- _Direction 1_
Read the passage about the 1978 baseball season and say whether each statement agrees with it: (a) Through the first 81 games in '77, Thurman was hitting .315 with 11 homers. (b) Gullett's rotator cuff was only partly torn. (c) Thurman returned to regular catching on August 3. Answer yes or no for each and quote the words of the passage that settle it.
- _Direction 2_
According to the passage about the 1978 baseball season, how large was the deficit behind the Red Sox by July 5?
- _Direction 3_
Carry the passage about the 1978 baseball season forward from its final sentence.

- _Text to read_

## Start

There was also a period in late June/early July when we were without both Randolph and Dent, our second base–shortstop combo. And while he didn’t miss many games, Thurman was banged up with assorted injuries the first four months, specifically his knee and his shoulder—at least that’s what we surmised, because Thurman would never tell anyone where he was hurting or if he even was hurting. I only know it affected both his throwing and his power. Through the first 81 games in ’77, he was hitting .315 with 11 homers. At the same juncture in ’78, he was batting .288 with just 4 homers. He was also having increasing problems with his throwing, to the point where, right after the All-Star Break, Steinbrenner suggested to Billy that he move him to right field for a while to give his arm some extra rest. He didn’t go back to catching regularly until August 3.

Meanwhile, with Zimmer managing with the pedal to the metal, the Red Sox kept winning and winning into July, gradually pulling away. By July 5, our deficit had reached ten games, and then we went into the throes of seven losses in eight games. The most crushing loss during that stretch was the Sunday getaway game in Milwaukee right before the All-Star Break, in which the Brewers—with Mr. Steinbrenner looking on from the private box of the Brewers’ owner, Bud Selig—completed the series sweep, 8–4, and Gullett left the game in the first inning clutching his shoulder. Donnie had experienced periodic shoulder soreness for a couple of years, and for a while Dr. Cowen’s manipulations had kept him going, but as I watched him from right field, slowly trudging to the dugout after retiring only two batters, an uneasy feeling came over me that this time it was real bad. I was right. His rotator cuff was completely torn. Just like that his career was over.

After the game, Mr. Steinbrenner was frantic. We were playing lousy, we’d just gotten Catfish back only now to lose Gullett, and the pressure of a season slipping away was building all around us. I really think at that point Mr. Steinbrenner had given up on the season, and if he were alive today he’d admit that. Over the break, he announced a series of changes he wanted to implement. In addition to the Thurman move to right field, it was determined that Mike Heath would be doing the bulk of the catching and that Gary Thomasson, our fourth outfielder, was going to start playing center, leading to media speculation that Mr. Steinbrenner was getting ready to break up the team and trade almost anyone, starting with Rivers.

## End

- _Extracted data_
## Start

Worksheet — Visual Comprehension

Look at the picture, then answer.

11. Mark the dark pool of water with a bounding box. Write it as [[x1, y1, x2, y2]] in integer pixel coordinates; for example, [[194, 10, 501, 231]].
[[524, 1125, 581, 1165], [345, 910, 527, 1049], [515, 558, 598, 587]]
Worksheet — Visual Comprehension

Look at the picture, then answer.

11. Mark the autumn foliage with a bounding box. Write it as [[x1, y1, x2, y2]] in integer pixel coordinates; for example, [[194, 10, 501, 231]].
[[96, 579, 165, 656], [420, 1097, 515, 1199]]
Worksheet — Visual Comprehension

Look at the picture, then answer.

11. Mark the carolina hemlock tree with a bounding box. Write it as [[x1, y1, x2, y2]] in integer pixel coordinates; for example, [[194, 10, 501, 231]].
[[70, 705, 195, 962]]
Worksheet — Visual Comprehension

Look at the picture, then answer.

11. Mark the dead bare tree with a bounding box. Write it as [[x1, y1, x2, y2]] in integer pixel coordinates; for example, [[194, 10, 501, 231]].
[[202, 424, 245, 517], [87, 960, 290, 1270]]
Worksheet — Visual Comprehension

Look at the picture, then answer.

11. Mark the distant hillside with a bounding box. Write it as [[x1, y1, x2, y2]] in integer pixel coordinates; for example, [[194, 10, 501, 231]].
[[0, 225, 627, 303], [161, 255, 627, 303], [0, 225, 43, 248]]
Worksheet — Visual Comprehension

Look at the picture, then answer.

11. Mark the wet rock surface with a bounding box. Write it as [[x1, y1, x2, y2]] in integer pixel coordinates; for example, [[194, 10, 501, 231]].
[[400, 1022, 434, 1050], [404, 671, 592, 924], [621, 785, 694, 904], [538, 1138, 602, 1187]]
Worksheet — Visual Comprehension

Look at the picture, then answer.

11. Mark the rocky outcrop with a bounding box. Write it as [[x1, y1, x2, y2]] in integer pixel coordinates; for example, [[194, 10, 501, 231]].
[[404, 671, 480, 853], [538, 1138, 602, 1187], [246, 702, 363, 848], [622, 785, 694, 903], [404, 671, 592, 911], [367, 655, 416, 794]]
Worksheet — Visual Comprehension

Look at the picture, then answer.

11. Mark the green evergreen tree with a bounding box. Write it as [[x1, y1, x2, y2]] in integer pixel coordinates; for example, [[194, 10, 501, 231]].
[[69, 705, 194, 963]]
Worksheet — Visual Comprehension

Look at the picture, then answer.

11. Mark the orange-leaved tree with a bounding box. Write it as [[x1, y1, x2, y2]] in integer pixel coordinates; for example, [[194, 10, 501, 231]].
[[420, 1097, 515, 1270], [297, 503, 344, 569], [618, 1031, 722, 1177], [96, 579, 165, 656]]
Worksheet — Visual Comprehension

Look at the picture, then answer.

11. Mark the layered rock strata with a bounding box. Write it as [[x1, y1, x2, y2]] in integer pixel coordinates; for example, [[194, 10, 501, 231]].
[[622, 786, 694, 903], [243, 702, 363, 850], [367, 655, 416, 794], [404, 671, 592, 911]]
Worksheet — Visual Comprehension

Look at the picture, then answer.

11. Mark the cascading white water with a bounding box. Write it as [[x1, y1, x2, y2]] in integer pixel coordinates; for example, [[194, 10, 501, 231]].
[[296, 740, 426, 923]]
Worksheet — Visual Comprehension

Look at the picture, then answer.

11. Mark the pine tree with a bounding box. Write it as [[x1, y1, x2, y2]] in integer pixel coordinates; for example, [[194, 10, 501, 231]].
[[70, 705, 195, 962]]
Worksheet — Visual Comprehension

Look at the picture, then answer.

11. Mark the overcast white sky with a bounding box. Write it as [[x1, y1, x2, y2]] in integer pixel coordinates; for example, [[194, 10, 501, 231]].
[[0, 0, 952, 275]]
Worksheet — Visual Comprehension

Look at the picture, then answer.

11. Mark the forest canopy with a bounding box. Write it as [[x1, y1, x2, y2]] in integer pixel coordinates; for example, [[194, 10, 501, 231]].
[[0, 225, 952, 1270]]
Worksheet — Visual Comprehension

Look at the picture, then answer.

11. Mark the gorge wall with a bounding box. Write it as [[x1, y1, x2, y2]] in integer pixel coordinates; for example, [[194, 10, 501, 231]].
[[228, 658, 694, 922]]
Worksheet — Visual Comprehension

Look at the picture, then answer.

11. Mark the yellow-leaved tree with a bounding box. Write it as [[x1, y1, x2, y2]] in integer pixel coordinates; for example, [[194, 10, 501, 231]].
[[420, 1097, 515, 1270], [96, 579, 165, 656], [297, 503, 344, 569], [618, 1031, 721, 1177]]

## End

- _Expected answer 1_
(a) Yes. "Through the first 81 games in ’77, he was hitting .315 with 11 homers."
(b) No. "His rotator cuff was completely torn."
(c) Yes. "He didn’t go back to catching regularly until August 3."

- _Expected answer 2_
Ten games.

- _Expected answer 3_
Things would only get worse before they got better, as our tough streak culminated in an infamous blowup on July 15 between Reggie and Billy that resulted in Billy’s resigning as manager in Kansas City. We’d opened the second half by splitting two games with the White Sox at the stadium, then, with Rivers restored to center field, had lost three more in a row to the Royals. It was in the tenth inning of the final game of the Royals series, July 17, with no outs and Thurman on first, that Reggie incurred Billy’s wrath by twice attempting to sacrifice—after Billy had wiped off his initial bunt sign—and wound up popping out. Billy and Reggie had been at odds all season, mostly over Billy’s stubborn refusal to hit Reggie in the cleanup spot. After the game, which the Royals won, 9–7, Billy was in a fury in his office. It was later reported in the papers that a clock radio was in pieces on the floor and Billy, after blowing off the writers, was on the phone with George and his team president, Al Rosen, demanding that Reggie be suspended for insubordination.

Mr. Steinbrenner really had no choice. What Reggie had done was inexcusable, and so they docked him five days (four games) and about $9,000. Believe it or not, the players were mostly oblivious to all this commotion going on in Billy’s office—by this time we’d become almost immune to the continual Billy-Reggie histrionics, and it was probably just coincidental that we went on the road to Minnesota and Chicago and proceeded to win five in a row without Reggie.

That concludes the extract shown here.